**Problem statement**: Locate every line below that contains the string "pickup", with case counting, and copy each of those lines in full.
┌──
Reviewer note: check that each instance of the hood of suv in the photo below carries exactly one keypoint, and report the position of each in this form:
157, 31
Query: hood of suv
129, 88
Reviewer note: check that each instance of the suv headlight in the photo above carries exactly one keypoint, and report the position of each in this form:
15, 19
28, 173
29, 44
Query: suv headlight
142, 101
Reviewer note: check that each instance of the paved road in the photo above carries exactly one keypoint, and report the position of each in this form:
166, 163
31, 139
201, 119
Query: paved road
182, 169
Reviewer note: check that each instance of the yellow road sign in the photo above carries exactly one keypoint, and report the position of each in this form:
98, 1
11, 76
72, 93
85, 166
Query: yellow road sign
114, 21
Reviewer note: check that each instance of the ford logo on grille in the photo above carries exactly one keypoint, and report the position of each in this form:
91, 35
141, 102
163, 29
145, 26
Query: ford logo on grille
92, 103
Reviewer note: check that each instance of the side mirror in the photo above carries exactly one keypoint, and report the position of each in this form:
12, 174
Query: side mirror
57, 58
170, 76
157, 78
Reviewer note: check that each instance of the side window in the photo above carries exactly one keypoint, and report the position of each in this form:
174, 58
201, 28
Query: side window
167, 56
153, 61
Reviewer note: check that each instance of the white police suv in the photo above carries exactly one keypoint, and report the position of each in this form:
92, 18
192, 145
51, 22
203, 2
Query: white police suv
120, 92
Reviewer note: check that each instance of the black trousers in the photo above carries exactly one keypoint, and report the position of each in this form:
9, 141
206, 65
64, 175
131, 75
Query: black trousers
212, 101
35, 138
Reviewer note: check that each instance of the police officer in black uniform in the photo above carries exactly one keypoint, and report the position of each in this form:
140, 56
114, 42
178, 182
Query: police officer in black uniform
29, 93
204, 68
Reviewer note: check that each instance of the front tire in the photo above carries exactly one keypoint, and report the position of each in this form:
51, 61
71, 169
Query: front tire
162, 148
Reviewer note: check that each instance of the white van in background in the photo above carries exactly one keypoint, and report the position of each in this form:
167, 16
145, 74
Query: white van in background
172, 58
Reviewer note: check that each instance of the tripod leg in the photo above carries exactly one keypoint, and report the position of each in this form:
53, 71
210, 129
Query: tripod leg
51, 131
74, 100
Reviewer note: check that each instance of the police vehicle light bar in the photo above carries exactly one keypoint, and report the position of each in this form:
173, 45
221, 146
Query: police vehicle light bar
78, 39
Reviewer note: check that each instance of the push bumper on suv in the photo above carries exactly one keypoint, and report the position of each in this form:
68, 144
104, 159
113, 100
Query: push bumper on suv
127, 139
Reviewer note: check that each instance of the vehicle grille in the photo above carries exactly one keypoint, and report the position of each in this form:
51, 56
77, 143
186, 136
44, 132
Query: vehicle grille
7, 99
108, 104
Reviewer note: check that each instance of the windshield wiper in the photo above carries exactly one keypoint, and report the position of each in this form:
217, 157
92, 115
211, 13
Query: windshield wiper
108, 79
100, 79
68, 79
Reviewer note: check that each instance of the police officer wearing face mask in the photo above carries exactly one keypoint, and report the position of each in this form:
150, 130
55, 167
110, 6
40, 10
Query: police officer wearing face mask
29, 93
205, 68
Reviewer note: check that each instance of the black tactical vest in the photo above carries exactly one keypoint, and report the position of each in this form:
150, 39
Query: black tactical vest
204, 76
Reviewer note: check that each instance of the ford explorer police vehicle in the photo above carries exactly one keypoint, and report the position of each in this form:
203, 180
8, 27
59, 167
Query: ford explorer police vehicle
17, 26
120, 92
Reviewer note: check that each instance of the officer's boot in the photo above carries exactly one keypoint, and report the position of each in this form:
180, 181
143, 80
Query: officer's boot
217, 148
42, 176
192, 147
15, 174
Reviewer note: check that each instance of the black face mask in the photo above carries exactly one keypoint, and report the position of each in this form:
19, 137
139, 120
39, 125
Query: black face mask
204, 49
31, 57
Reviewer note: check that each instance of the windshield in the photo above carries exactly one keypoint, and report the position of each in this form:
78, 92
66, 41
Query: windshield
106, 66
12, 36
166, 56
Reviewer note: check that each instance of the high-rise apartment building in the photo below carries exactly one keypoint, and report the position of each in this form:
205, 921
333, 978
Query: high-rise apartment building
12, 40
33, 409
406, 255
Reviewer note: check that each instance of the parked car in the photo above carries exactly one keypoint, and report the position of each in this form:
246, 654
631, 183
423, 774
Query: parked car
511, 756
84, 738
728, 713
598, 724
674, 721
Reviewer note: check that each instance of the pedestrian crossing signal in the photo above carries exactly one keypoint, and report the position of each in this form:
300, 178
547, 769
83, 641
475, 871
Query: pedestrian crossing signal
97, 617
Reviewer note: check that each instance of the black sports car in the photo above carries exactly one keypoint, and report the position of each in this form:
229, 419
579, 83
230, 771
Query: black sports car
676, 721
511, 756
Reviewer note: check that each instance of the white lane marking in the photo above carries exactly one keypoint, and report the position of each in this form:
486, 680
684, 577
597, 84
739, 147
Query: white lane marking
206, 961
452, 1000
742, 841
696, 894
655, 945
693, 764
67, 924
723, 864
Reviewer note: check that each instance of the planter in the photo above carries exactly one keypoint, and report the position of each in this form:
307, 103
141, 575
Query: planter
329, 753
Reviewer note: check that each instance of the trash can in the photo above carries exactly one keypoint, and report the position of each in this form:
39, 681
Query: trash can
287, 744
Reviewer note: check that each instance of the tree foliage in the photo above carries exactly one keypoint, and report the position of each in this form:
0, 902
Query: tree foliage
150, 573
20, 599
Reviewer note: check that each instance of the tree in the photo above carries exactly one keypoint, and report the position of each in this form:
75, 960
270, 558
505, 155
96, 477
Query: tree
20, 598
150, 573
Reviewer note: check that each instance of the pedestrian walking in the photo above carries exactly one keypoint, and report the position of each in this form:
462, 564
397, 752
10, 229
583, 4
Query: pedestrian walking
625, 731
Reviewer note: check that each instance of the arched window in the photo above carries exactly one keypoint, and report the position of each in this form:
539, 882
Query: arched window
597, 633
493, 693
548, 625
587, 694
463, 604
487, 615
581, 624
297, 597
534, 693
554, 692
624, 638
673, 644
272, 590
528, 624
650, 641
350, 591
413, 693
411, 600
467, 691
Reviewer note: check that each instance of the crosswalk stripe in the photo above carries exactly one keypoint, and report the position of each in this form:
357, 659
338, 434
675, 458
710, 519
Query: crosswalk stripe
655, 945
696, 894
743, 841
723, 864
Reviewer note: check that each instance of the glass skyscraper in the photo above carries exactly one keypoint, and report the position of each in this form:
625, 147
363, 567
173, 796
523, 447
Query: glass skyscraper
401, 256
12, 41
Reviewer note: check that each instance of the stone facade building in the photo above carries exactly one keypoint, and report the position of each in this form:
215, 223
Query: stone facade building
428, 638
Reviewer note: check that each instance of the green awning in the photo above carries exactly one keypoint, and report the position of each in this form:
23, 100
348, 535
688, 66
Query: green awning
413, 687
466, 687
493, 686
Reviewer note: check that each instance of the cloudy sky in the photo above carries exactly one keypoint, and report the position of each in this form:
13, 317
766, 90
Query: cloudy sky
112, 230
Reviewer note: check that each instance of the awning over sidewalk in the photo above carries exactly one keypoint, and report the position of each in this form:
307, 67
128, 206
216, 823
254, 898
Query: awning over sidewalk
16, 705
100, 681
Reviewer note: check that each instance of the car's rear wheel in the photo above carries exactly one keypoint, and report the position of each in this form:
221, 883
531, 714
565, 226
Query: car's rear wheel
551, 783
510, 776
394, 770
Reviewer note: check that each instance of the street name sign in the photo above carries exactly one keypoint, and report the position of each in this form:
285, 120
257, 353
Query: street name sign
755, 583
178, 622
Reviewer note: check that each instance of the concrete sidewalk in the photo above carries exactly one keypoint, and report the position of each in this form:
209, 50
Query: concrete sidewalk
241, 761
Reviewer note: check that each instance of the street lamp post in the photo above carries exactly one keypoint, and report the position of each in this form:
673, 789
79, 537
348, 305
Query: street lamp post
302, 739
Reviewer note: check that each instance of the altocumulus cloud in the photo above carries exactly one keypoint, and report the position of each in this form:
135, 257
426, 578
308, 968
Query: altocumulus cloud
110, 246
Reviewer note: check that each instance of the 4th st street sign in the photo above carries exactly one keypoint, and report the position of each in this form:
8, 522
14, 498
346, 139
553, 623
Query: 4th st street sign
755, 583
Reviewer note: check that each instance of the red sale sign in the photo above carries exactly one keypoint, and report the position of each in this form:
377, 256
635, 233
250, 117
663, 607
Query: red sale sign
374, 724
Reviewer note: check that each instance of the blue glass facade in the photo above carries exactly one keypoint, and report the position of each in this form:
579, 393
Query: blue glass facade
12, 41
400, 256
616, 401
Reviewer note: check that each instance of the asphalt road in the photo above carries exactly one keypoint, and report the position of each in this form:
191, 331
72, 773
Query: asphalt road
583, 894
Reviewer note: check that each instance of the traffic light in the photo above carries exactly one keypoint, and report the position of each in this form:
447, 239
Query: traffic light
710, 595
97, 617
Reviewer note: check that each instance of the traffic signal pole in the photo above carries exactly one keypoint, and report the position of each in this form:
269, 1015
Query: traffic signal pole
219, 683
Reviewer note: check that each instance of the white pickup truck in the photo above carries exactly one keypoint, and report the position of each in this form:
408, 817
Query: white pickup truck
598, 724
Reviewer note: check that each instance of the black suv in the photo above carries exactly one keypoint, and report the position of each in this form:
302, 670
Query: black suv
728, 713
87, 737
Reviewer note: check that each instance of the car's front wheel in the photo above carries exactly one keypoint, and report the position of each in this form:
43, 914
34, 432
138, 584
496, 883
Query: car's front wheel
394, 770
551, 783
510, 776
└──
┌──
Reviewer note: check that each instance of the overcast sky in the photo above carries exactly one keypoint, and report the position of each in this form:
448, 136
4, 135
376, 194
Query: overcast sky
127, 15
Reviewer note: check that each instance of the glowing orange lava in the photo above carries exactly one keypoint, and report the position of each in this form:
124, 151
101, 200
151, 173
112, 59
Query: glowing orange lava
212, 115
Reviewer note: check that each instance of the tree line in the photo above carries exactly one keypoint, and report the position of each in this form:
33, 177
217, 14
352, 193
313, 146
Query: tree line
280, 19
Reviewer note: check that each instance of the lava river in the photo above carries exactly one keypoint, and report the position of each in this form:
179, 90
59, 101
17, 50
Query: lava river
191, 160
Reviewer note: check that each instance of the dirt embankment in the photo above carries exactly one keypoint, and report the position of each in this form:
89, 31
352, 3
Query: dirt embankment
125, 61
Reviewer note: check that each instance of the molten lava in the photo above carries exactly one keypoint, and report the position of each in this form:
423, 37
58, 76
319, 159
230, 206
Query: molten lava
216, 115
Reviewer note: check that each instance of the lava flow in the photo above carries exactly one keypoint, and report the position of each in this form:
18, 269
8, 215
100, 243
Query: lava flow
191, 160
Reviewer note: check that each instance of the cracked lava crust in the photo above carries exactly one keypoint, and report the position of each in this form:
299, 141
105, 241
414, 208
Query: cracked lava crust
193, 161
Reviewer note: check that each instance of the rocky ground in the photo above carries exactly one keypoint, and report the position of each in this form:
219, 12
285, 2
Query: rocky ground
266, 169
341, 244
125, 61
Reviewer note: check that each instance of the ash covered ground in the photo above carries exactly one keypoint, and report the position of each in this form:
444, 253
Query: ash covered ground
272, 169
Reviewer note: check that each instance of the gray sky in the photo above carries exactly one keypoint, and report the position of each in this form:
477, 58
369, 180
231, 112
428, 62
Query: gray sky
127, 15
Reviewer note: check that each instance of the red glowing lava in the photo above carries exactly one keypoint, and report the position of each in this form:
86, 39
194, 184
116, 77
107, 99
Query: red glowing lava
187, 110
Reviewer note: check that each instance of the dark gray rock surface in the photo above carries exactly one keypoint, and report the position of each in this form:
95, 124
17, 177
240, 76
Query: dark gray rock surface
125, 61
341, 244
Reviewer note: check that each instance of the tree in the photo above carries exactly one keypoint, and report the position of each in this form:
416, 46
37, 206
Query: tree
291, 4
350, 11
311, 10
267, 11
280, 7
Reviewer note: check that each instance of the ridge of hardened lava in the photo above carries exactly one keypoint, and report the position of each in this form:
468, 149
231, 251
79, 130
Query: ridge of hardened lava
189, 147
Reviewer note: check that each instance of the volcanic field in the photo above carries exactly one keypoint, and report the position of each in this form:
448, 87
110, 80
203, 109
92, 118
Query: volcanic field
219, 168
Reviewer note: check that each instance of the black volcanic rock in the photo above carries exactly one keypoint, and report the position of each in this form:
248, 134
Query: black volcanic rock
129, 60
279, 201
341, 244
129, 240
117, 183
└──
**Solved exercise**:
Reviewer note: check that each instance of the white pickup truck in the photo above carries exactly one keypoint, and report the position of each in this form:
Query: white pickup truck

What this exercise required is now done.